Nothing in the records may be left out or altered; reproduce them all exactly.
+++ Input material +++
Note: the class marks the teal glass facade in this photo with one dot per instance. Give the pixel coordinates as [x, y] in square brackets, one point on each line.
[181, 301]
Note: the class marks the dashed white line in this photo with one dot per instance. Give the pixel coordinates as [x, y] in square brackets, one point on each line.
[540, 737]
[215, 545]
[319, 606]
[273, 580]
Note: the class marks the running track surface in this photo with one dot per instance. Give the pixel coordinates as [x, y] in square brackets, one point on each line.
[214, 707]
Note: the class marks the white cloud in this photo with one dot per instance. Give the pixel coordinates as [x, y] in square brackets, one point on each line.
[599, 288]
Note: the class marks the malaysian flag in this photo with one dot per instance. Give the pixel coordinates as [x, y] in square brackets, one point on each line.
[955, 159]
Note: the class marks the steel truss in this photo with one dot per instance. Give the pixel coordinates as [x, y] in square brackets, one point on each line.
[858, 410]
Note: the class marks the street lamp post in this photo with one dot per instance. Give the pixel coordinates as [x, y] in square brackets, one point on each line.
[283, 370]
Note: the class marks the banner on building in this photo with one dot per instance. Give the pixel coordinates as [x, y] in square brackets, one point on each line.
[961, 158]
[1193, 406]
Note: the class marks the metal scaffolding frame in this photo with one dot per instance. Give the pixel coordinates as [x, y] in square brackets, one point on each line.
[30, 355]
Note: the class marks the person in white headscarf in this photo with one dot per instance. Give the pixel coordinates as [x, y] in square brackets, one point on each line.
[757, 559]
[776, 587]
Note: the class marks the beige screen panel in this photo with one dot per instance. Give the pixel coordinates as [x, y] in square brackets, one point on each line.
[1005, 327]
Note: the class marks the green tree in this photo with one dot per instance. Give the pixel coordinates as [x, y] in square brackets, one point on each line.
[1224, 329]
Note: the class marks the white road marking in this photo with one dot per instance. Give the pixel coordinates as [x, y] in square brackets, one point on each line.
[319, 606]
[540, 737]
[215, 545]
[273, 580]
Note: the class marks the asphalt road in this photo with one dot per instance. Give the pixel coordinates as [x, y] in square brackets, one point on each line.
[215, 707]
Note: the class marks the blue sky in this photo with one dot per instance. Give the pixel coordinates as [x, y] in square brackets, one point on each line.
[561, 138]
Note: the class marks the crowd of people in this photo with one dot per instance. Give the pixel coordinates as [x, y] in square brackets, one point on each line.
+++
• [Exercise answer]:
Note: the class marks the teal glass facade in this photo with one dot per instance. Give the pixel coordinates as [x, y] in square brackets, one point on each line.
[181, 301]
Note: the class marks the dashed white line in this photo with one dot per instance. Give the pixel coordinates as [x, y] in square brackets, one point on each line.
[540, 737]
[215, 545]
[319, 606]
[273, 580]
Note: the class marks the running track surface in this photo with one dot per instance. Give the pixel coordinates as [x, y] in square brackets, one point on each line.
[214, 707]
Note: the class marks the white cloud in this photo with one dot per instance. Give the pixel coordinates as [x, y] in square brackets, one point on each line.
[599, 288]
Note: the class marks the malaysian flag in this photo with one dot per instance. Give the pixel coordinates as [x, y] in square brackets, one point on each line.
[955, 159]
Note: the class marks the steel truss in this photo with one dot per instance. Give the pixel coordinates as [x, y] in square brackets, one point on each line.
[858, 410]
Note: the class marks the street lamp post in this photo with one dot per instance. Give the pixel coordinates as [x, y] in square brackets, one point on each line.
[283, 370]
Note: the class marks the banner on building in this photo with one dot per instance. Give the pixel coordinates as [x, y] in square brackets, one point on each line.
[961, 158]
[1193, 406]
Note: the class marks the metal scaffolding frame in this photo with one dot per instance. Give the pixel coordinates as [x, y] in square brackets, one point on each line.
[30, 355]
Note: the class marks the person in white headscarf in this photo with one dot per instance. Give the pixel coordinates as [x, y] in square brackets, one point on each line.
[757, 559]
[776, 587]
Note: the class marks the beige screen panel in this photo with one dot per instance. Give the pixel coordinates as [x, y] in square brackets, one point on each line.
[1005, 327]
Note: the class marks the green tree in this photo with one dot per instance. Give the pixel coordinates as [x, y] in square brackets, one point on each line.
[1224, 329]
Note: the class marks the white road marking in this photo with one dot per instance. Give the pixel coordinates as [x, y] in square brackets, one point on each line.
[319, 606]
[540, 737]
[215, 545]
[273, 580]
Note: the class marks the asphalt road in this photo with one dot per instance. Give the pixel coordinates as [x, y] in square brackets, one point on each line.
[215, 707]
Note: the class marks the blue sky in this photo with one dot per instance. Give the pixel coordinates as [x, y] in square brackets, one point on each line.
[561, 138]
Note: the class marks the crowd of people in this photo with one dot per instance. Give the pixel coordinates as [x, y] in square brackets, one point on each line.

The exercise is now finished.